* [Page excerpt]
+---+

Occupancy expenses increased $185 thousand, or 38.5%, for the first six months
of 1996 compared to the same period in 1995. The increase was attributable
primarily to increased lease expense of $194 thousand and increased leasehold
depreciation expenses of $60 thousand , offset by a reduction in occupancy
relocation expenses of $85 thousand accrued during the first quarter of 1995.
The increased lease expense and leasehold depreciation expense were attributable
to additional costs resulting from the relocation to larger corporate
headquarter facilities and the opening of four new branch offices as well as
normal annual lease increases on other branch facilities. Furniture and
equipment expenses increased $204 thousand, or 85.0% due primarily to
depreciation and maintenance costs on purchases of enhanced computer equipment,
depreciation on replacements of other furniture and equipment, as well as
depreciation and maintenance costs associated with the new facilities.
Other expenses decreased $49 thousand, or 3.3%, for the first six months of 1996
compared to the first six months of 1995. The decrease was attributable to
reduced FDIC insurance costs of $224 thousand, offset by increased other
expenses of $175 thousand, an increase of 13.7%, attributable to the continued
growth of the Company, which resulted in increased supplies, communications and
professional expenses.

+---+

* [Excerpted data]
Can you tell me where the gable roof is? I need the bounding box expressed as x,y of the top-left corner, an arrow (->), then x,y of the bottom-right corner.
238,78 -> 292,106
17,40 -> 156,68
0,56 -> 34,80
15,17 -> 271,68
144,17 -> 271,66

+---+

* [Required task] In the passage on operating expenses, write out the portion starting with "Occupancy expenses increased" and going on through "quarter of 1995.", substituting "rental expense" for "lease expense".

* [Result of this task]
Occupancy expenses increased $185 thousand, or 38.5%, for the first six months
of 1996 compared to the same period in 1995. The increase was attributable
primarily to increased rental expense of $194 thousand and increased leasehold
depreciation expenses of $60 thousand , offset by a reduction in occupancy
relocation expenses of $85 thousand accrued during the first quarter of 1995.